Dołącz do nas

Piłka nożna

Noty i opisy po Stali

Avatar photo

Opublikowany

dnia

GKS Katowice wygrał ze Stalą, ale był to jeden ze słabszych ostatnio meczów. Pierwsza połowa była jeszcze niezła, kontrolowaliśmy grę i stwarzaliśmy sytuacje, ale po przerwie wyglądało to bardzo słabo i do końca musieliśmy drżeć o wynik. Dlatego też noty nie powalają na kolana, ale liczą się trzy punkty.

Mateusz Abramowicz – 6,5
Trzeci mecz w GKS i trzeci na zero z tyłu. W końcówce fantastyczną interwencją uratował nam spotkanie. Spokój i pewność – mamy dwóch bardzo dobrych bramkarzy!

Łukasz Pielorz – 6,5
Z konieczności na prawej stronie obrony i w defensywie spisywał się poprawnie, a o dziwo próbował też pograć z przodu. Łukasz to nie jest jednak zawodnik ofensywny i wiele z tego nie wychodziło. Ale wycisnął z tego meczu, co się dało. Ładny strzał z dystansu w drugiej połowie, no i przede wszystkim solidny wrzut z autu i asysta przy golu Goncerza. Pozytywnie.

Mateusz Kamiński – 6,5
Spokojny jak zwykle mecz naszego obrońcy. Bez większych błędów, nie ratował nas też jakoś szczególnie. Trzyma poziom i to bardzo cieszy.

Damian Garbacik – 6,5
Nieoczekiwanie wszedł do składu i podołał zadaniu. Nie popełnił jakichś większych błędów i pokazał, że może aspirować do walki z Prażnovskym o pierwszy skład.

Dawid Abramowicz – 5
Dużo do poprawy w defensywie, zawodnik często jest spóźniony na swojej pozycji, kryje na bardzo duży radar, przez co rywale mają dużo swobody. W pierwszej połowie fatalna interwencja, która zakończyła się strzałem w słupek przez Sobczaka. Co do dośrodkowań natomiast – lepiej wychodzą mu one rękami niż nogami.

Tomasz Foszmańczyk – 5,5
Powrót do składu i dobra gra w pierwszej połowie. Rozgrywał piłkę, próbował stwarzać kolegom okazje do strzelania bramek. W drugiej przygasł jak cała reszta zawodników. Brakuje mu czasem takiego pójścia za piłką, depnięcia.

Dane do ćwiczenia>
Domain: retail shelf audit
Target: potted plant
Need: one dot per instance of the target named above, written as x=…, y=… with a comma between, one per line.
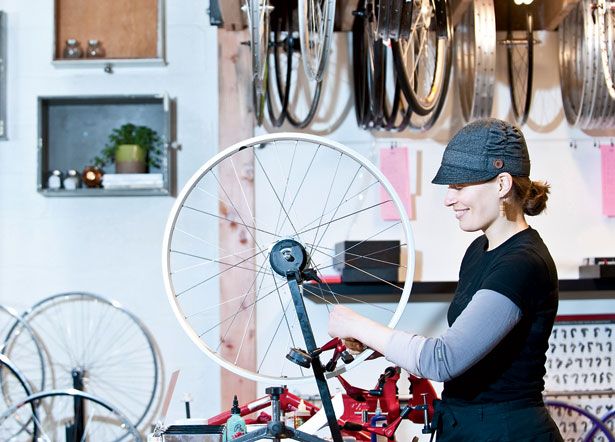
x=132, y=148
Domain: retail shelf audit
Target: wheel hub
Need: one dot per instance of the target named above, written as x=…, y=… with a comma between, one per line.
x=288, y=256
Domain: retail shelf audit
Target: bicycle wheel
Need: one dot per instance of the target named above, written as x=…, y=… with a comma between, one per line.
x=306, y=188
x=316, y=19
x=423, y=58
x=605, y=11
x=574, y=422
x=12, y=380
x=520, y=57
x=68, y=415
x=29, y=353
x=258, y=24
x=97, y=346
x=475, y=38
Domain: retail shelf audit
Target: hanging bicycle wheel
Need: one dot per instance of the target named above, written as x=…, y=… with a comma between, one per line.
x=96, y=346
x=29, y=353
x=424, y=57
x=68, y=416
x=15, y=386
x=575, y=422
x=258, y=25
x=475, y=38
x=316, y=19
x=315, y=192
x=520, y=57
x=605, y=11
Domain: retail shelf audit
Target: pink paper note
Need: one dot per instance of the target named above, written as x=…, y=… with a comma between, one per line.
x=607, y=157
x=394, y=165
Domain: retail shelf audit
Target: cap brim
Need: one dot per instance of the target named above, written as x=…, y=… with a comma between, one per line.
x=457, y=175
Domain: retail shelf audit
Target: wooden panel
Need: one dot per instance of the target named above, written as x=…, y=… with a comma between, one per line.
x=552, y=13
x=235, y=124
x=233, y=17
x=126, y=28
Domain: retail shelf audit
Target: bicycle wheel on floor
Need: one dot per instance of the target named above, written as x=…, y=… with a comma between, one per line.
x=71, y=416
x=97, y=346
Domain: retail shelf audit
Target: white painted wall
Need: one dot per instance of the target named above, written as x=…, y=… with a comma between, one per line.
x=111, y=246
x=108, y=246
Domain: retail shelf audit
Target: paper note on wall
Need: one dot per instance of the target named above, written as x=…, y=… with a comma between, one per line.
x=394, y=165
x=607, y=157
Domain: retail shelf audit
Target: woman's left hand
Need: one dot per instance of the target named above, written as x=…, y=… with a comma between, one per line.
x=343, y=322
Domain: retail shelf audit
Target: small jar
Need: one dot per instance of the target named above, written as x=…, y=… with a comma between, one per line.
x=92, y=176
x=72, y=49
x=94, y=49
x=72, y=180
x=54, y=181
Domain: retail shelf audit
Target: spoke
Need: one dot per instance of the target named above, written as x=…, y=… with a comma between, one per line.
x=275, y=193
x=219, y=273
x=248, y=228
x=231, y=221
x=324, y=206
x=368, y=256
x=369, y=274
x=350, y=298
x=242, y=309
x=338, y=207
x=350, y=198
x=290, y=168
x=298, y=191
x=343, y=217
x=245, y=330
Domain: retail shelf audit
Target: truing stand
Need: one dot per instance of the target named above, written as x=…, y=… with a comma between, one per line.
x=276, y=429
x=289, y=258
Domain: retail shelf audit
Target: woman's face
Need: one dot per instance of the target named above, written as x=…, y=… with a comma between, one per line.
x=476, y=205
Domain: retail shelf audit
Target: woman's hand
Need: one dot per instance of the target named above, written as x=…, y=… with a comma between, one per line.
x=343, y=323
x=358, y=332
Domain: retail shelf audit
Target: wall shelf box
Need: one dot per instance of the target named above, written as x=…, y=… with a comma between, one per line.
x=73, y=130
x=130, y=31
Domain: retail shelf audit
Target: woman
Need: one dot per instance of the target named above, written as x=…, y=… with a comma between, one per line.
x=492, y=357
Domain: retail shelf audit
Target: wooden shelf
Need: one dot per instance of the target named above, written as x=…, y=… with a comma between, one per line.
x=434, y=291
x=126, y=29
x=547, y=14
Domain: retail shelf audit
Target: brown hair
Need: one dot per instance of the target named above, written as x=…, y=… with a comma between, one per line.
x=531, y=195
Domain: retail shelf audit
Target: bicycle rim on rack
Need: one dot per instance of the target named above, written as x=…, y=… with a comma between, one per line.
x=422, y=54
x=475, y=40
x=316, y=19
x=605, y=11
x=308, y=188
x=520, y=58
x=95, y=345
x=258, y=24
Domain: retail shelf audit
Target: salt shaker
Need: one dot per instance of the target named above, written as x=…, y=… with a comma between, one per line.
x=54, y=181
x=95, y=49
x=72, y=49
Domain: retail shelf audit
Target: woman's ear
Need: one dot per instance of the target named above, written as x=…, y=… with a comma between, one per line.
x=504, y=182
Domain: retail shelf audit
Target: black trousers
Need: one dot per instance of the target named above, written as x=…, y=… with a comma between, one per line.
x=514, y=421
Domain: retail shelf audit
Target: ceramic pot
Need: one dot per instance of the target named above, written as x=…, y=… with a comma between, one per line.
x=130, y=158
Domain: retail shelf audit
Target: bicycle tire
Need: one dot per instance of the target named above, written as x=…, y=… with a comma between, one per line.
x=521, y=93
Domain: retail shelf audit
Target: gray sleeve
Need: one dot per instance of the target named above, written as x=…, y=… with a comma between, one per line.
x=479, y=328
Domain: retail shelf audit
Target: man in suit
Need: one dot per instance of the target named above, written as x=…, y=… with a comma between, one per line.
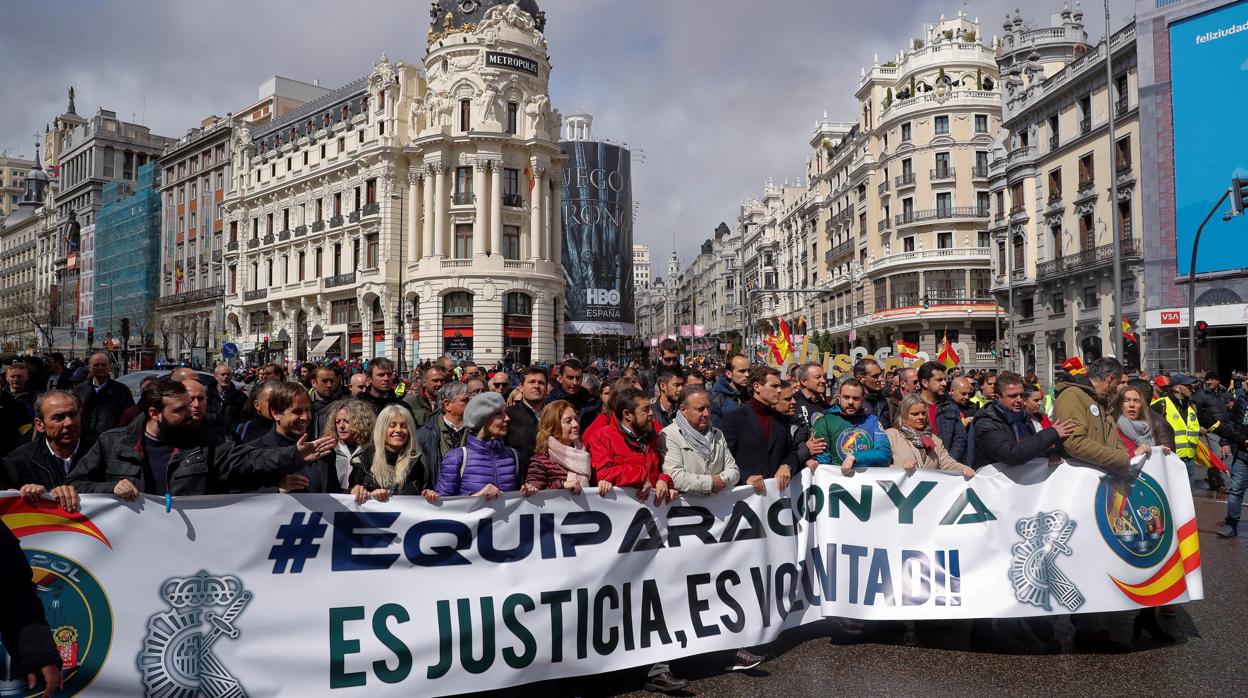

Polecenie A> Który zawodnik, według tekstu o meczu GKS Katowice ze Stalą, zaliczył asystę przy golu Goncerza?
Polecenie B> Przepisz rekordy od ich początku aż do wiersza z „x=288, y=256” włącznie, zamieniając „retail shelf audit” na „store inventory check”, a całą resztę pozostaw bez zmian. Pomiń zdjęcia.
Tekst i rekordy nie mają ze sobą żadnego związku.

Pełna odpowiedź A> Łukasz Pielorz.

Pełna odpowiedź B>
Domain: store inventory check
Target: potted plant
Need: one dot per instance of the target named above, written as x=…, y=… with a comma between, one per line.
x=132, y=148
Domain: store inventory check
Target: wheel hub
Need: one dot per instance of the target named above, written as x=…, y=… with a comma between, one per line.
x=288, y=256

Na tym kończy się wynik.